TASK TO CARRY OUT — Reprint the lines below as they are, minus the pictures.

DATA —
===

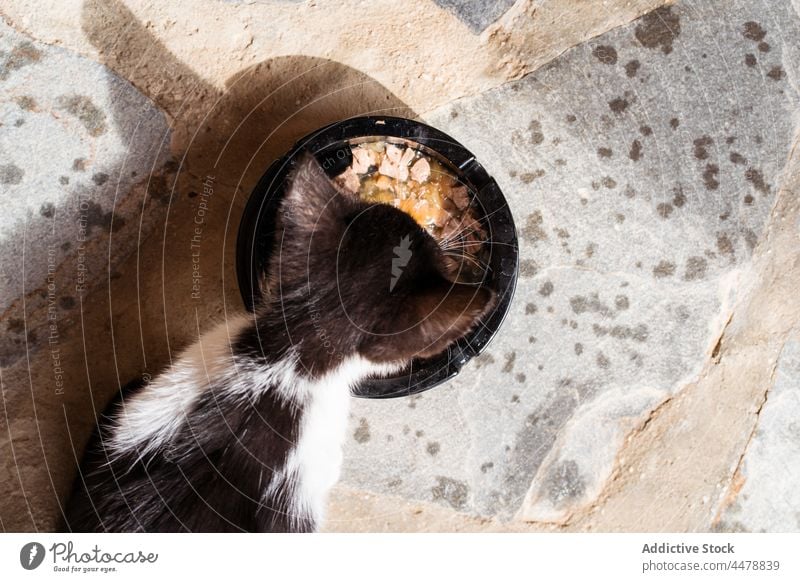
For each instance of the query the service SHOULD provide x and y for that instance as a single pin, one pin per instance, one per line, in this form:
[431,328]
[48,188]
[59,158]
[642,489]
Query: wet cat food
[409,179]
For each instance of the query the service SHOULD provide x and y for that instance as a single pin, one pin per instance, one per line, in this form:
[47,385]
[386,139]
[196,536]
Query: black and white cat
[244,431]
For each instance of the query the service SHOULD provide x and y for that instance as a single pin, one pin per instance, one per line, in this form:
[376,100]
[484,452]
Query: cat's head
[357,278]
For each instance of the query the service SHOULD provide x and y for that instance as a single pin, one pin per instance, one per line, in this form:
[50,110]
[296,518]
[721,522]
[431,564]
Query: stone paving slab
[642,168]
[78,149]
[766,494]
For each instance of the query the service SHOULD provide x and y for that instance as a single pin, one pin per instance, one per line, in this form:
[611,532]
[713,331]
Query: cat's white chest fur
[316,461]
[317,458]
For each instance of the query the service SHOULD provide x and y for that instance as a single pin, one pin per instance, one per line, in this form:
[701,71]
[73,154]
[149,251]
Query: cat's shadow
[222,140]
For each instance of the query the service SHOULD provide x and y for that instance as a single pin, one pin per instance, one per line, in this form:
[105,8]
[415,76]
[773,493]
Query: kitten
[244,431]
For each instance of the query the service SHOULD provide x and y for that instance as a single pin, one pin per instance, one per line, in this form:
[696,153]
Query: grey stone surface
[78,149]
[642,168]
[477,14]
[769,498]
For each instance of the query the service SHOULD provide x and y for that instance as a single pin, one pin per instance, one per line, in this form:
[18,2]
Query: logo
[31,555]
[402,254]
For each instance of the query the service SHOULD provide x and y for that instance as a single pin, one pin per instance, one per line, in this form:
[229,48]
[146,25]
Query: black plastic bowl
[331,146]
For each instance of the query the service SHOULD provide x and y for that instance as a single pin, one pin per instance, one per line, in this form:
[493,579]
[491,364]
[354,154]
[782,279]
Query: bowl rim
[254,238]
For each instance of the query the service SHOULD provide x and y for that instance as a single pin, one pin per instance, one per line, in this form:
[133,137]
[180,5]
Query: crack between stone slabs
[516,54]
[737,479]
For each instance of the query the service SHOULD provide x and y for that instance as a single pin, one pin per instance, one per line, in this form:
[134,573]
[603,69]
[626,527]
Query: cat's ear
[310,194]
[435,317]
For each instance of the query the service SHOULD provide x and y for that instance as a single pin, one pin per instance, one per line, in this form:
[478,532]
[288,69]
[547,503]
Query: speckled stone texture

===

EXERCISE RESULT —
For each instance of the query the service SHOULD provide x and y for that instance as a single pin, one pin per instance, one per line, in this form:
[431,328]
[48,188]
[59,158]
[642,489]
Query: wet cat food
[409,179]
For each instance of the query the service SHOULD provide x and y for that instance as a single pin, one pin per instance, one per line, in this form:
[47,385]
[386,139]
[196,536]
Query: black and white cat
[244,431]
For each instance of the query the service SHOULD provide x and y for that instance as a single pin, one pin per instance, one per line, in this form:
[376,100]
[484,452]
Query: cat's head
[357,278]
For each instance of the query the service SHOULD provide x and y for that instance as a single pin, one pin per instance, one per line, in this form:
[50,110]
[296,518]
[721,522]
[431,564]
Query: stone paving slab
[642,168]
[78,149]
[766,494]
For each instance of the query the service SHOULD provide x and y for that instance as a single pin, one pin per instance, one per line, in this form:
[611,532]
[713,331]
Query: cat's white chest fur
[316,461]
[317,458]
For each instance of the query the service SHOULD provide x and y for that instance as a single pin, one pin per instance, one per line, in this form:
[701,71]
[73,154]
[149,251]
Query: cat's shadow
[222,140]
For each instance of the query the service SHOULD provide x and y for that instance as a single pin, one pin per instance, one per line, in this form:
[105,8]
[415,76]
[773,493]
Query: kitten
[244,431]
For each instance of the query the service SHOULD provide x and y for that instance as a single pin, one pin per instance, one per line, in this form:
[696,153]
Query: grey stone surface
[78,149]
[642,168]
[477,14]
[769,498]
For each instance of the query the service SHOULD provide x and y for that instance as a single pin, one pin per instance, one per line, in this form:
[18,2]
Query: logo
[31,555]
[402,254]
For each instance of the query the service SHOULD provide x and y for that instance as a single pin, one pin per instance, one per line, in this form:
[229,48]
[146,25]
Query: black plastic bowl
[331,146]
For each instance of the query the service SHOULD provide x and y for that instance as a single pin, one pin per instance, one per line, in this form:
[493,579]
[491,364]
[354,154]
[782,279]
Query: bowl rim
[254,238]
For each instance of the query the service SHOULD provide x and y for that instance as a single pin, one pin per instance, one per line, in this form:
[133,137]
[180,5]
Query: crack between stone slabs
[516,54]
[737,479]
For each instance of the query the service SHOULD provide x and y for that instance as a single pin, one pin per instance, one per line, in this form:
[134,573]
[603,69]
[626,527]
Query: cat's ear
[310,194]
[435,317]
For each instance of the query the service SHOULD provide x and y for that instance as a single pin, one pin per instance, one per line, in this form:
[478,532]
[288,69]
[547,503]
Query: speckled stone texture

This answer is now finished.